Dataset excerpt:
------------------------------------------------------------------------

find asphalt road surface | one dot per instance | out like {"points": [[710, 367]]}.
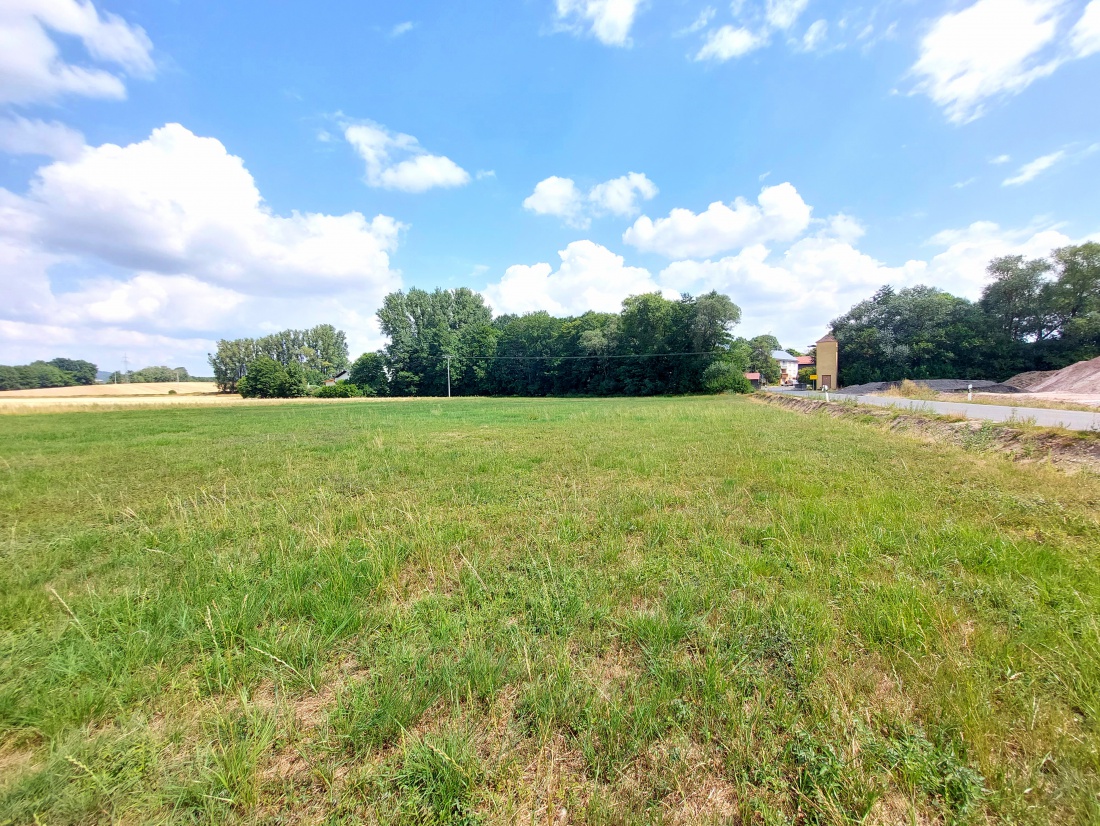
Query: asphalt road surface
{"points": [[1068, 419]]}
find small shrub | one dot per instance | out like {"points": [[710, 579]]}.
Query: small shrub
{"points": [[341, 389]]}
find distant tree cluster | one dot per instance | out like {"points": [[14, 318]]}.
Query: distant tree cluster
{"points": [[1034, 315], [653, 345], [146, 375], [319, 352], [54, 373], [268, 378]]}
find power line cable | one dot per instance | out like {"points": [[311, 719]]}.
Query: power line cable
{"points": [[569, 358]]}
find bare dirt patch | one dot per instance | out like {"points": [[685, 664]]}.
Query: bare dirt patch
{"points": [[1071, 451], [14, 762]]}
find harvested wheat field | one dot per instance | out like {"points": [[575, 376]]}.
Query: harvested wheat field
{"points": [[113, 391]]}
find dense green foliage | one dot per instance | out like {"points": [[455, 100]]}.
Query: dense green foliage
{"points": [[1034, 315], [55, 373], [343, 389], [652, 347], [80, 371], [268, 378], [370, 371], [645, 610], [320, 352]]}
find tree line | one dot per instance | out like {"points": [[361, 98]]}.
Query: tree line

------------------------------------------------------------------------

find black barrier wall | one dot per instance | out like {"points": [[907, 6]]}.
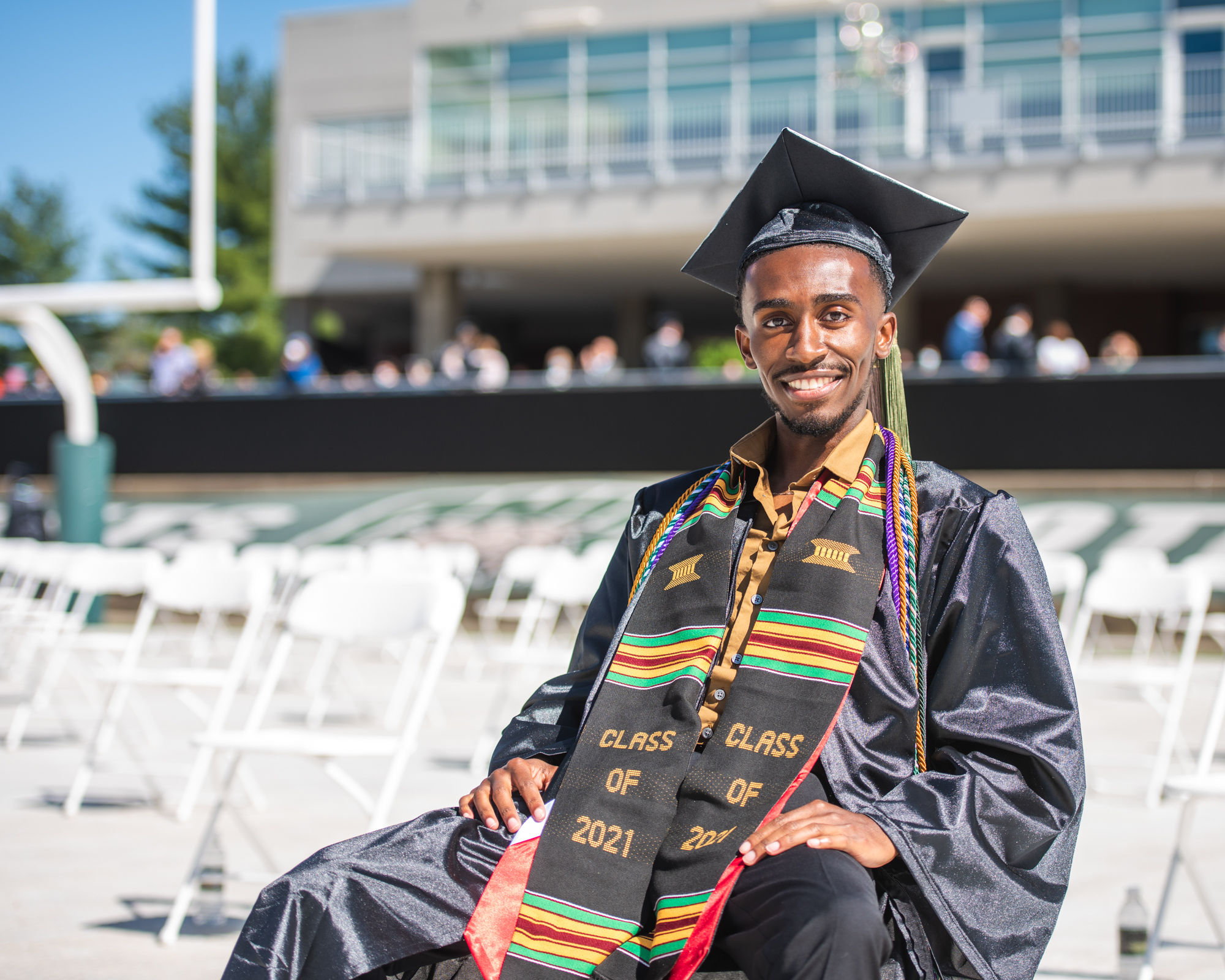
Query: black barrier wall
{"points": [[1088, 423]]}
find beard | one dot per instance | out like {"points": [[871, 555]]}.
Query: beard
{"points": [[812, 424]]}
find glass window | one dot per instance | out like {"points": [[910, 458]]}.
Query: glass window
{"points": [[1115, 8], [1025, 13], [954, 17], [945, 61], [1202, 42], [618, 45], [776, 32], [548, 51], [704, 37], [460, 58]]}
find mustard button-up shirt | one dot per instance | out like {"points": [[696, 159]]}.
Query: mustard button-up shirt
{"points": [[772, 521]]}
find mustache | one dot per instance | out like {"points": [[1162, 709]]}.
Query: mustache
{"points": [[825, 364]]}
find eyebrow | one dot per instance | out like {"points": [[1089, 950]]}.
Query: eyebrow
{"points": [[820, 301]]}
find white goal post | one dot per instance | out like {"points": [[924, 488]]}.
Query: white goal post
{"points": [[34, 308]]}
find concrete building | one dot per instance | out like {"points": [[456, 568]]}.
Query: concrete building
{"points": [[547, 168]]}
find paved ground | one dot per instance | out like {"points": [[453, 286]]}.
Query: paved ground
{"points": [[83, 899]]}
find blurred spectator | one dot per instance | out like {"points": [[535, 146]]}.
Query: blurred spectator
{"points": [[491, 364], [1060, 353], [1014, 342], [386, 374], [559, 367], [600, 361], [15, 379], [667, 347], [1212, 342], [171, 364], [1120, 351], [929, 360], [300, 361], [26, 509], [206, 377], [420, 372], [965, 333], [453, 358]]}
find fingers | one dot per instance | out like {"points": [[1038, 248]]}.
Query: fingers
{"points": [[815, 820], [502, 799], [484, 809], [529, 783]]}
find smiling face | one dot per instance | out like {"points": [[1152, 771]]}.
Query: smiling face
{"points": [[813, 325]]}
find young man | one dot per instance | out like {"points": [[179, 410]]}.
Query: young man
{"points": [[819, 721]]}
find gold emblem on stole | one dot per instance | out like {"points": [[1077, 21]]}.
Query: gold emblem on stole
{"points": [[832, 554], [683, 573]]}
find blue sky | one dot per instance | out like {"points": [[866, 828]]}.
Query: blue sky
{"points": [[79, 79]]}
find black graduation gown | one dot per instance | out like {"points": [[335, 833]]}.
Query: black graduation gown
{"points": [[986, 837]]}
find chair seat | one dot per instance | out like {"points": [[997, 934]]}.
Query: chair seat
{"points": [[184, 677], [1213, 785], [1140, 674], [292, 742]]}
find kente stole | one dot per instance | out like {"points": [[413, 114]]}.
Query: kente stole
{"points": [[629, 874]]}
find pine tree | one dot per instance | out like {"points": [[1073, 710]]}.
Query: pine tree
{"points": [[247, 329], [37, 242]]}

------------------------------------------------------------------------

» **Exercise prompt**: Count the lines of the records that contain the word "small", and reply with only the number.

» **Correct answer**: 2